WHAT THE TASK REQUIRES: Write out the part of the LinuxBios text from "I've started working" to "like this is.".

--- START OF TEXT PASSAGE ---

At the edge of kernel technology, operating systems and libre softwares, proprietary logic still keep the hand on. If theses systems tends to openess, softwares and hardware specifications used to initialize them via a code, the BIOS, remains proprietary.

But several years ago, pushed by necessity, researchers and some manufacturers team up in order to widen the field of use, and to free BIOSes from their initial, deprecated and buggy implementation. In this aim, some projects are now available out of laboratory use, such as OpenBios, FreeBios, LinuxBios.

The goal of this libre BIOS research and development project is to boot a linux kernel onto a thin client from a customized and derivated LinuxBios BIOS. Linuxbios is a project lead by the LANL (Los Alamos National Laboratory) in close collaboration with OpenBios and Free Bios projects. Primarily it has been made to work in a cluster environnement in order to wake and initialize machine grapes. Applications : Grid computing, parallel computization, massive calculus.

What Linuxbios offers is simple : build, cutomize and flash a BIOS into a chip : the CMOS.

I've started working on the initial version as Linuxbios evolved into Version 2. Totally refactored it is more easy to port, derivate, understand. This book describes how and why I have derivated Linuxbios to fit embedded device. Developments had already targeted theses devices but none led to a documention support available to the largest audience like this is.

2.2 Structure

First task was to qualify Linuxbios, to identify "the pros and cons", and detect future difficulties during development process. See the feasability study.

Second was to look for 'functional gaps' if exists and propose external simplest solutions. In other words, "integration is my friend". See the Linux and the BIOS study. See the software solution study.

Third task consist of an implementation I made in order to carry out a prototype. This is the pure HOWTO part. See the implementation.

2.3 Tools and resources

Linuxbios father project from which my Linuxbios has derivated made me shiver by the time I realized plenty the sense of "bazaar organization". Do not let this blizzard frizz you to the bones : welcome to the Permafrost ! The source tree is "just" 800 subdirectories including 590 for the src/ directory ! All right, this WAS version 1.

Don't worry, version 2 is now just 350 including 240 in src/. But take this advice to you, do not dump too quickly version 1 from your CVS tree because this is a treasure cave talking about source code.

Let's also say this frankly : there were very few documentations in the immediate surroundings of Linuxbios. Nevertheless, useful informations have aggregate along Linuxbios pipermail forum and mail archive : forum questions/remarks and answers mechanisms works correctly. (cf. quick landmarks in Linuxbios maillist archive)

If you are ready to get started, I'am sure it's no use asking if you read the disclaimer or remembering you to save your personnal data, or remembering you to have a boot cd or a boot floppy at hand, or remembering you to save your CMOS state, or not to test code in root mode (as much as you could). hehh don't be that touchy, that was just to mention... ;)

Well, let's talk about architecture.

Please note this doc will not cover crosscompiling. I've worked in the simplest case : one machine, called build machine, will (guess what) build your Linuxbios from the source depending on software and hardware environnement. Actually, it is also the target machine. The other, called server machine, will recovers debug string from the BIOS while running. Moreover, it can serve kernel dynamically to the build machine to boot Linux or another OS : Windows, NETBSD, Plan9... You will see that the boot matter is merely described in this documentation.

--- END OF TEXT PASSAGE ---
--- START OF PROVIDED MATERIAL ---

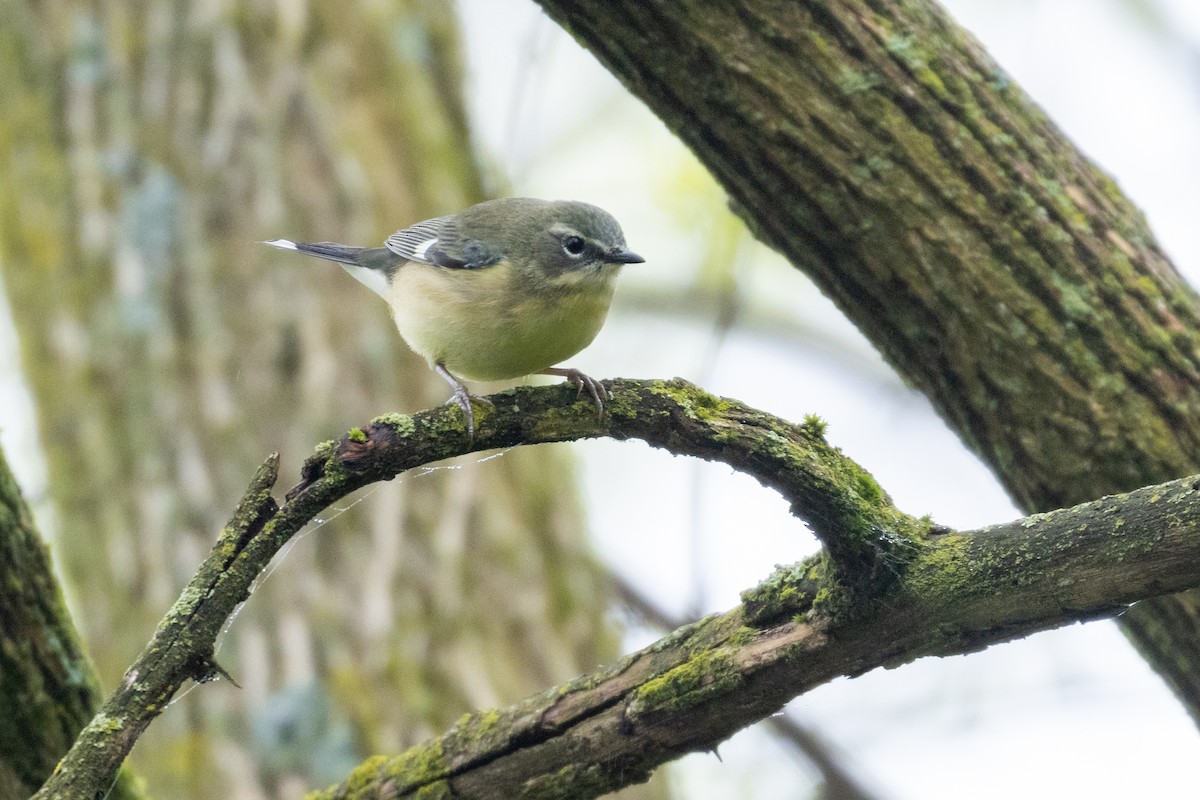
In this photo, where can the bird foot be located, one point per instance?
(462, 398)
(594, 389)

--- END OF PROVIDED MATERIAL ---

WRITTEN RESPONSE:
I've started working on the initial version as Linuxbios evolved into Version 2. Totally refactored it is more easy to port, derivate, understand. This book describes how and why I have derivated Linuxbios to fit embedded device. Developments had already targeted theses devices but none led to a documention support available to the largest audience like this is.